== GIVEN RECORDS

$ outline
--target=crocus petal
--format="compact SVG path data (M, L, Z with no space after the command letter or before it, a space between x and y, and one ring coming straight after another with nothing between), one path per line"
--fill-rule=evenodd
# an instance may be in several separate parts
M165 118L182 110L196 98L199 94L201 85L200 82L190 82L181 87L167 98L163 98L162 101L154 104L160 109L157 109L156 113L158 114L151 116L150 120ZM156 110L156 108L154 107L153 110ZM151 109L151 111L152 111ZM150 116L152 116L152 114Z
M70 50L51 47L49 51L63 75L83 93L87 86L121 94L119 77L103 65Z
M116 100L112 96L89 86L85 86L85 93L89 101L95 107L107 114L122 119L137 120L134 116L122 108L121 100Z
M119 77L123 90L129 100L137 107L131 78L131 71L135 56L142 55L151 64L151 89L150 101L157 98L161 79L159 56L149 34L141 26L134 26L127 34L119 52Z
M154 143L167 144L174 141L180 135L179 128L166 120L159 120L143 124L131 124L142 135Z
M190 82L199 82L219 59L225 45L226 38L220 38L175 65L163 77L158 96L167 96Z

====

INSTRUCTIONS FOR THE TASK: Convert the records above into a JSON list of strings with one string per line, and leave out any blank lines.

OUTPUT OF THE TASK:
[
  "$ outline",
  "--target=crocus petal",
  "--format=\"compact SVG path data (M, L, Z with no space after the command letter or before it, a space between x and y, and one ring coming straight after another with nothing between), one path per line\"",
  "--fill-rule=evenodd",
  "# an instance may be in several separate parts",
  "M165 118L182 110L196 98L199 94L201 85L200 82L190 82L181 87L167 98L163 98L162 101L154 104L160 109L157 109L156 113L158 114L151 116L150 120ZM156 110L156 108L154 107L153 110ZM151 109L151 111L152 111ZM150 116L152 116L152 114Z",
  "M70 50L51 47L49 51L63 75L83 93L87 86L121 94L119 77L103 65Z",
  "M116 100L112 96L89 86L85 86L85 93L89 101L95 107L107 114L122 119L137 120L134 116L122 108L121 100Z",
  "M119 77L123 90L129 100L137 107L131 78L131 71L135 56L142 55L151 64L151 89L150 101L157 98L161 79L159 56L149 34L141 26L134 26L127 34L119 52Z",
  "M154 143L167 144L174 141L180 135L179 128L166 120L159 120L143 124L131 124L142 135Z",
  "M190 82L199 82L219 59L225 45L226 38L220 38L175 65L163 77L158 96L167 96Z"
]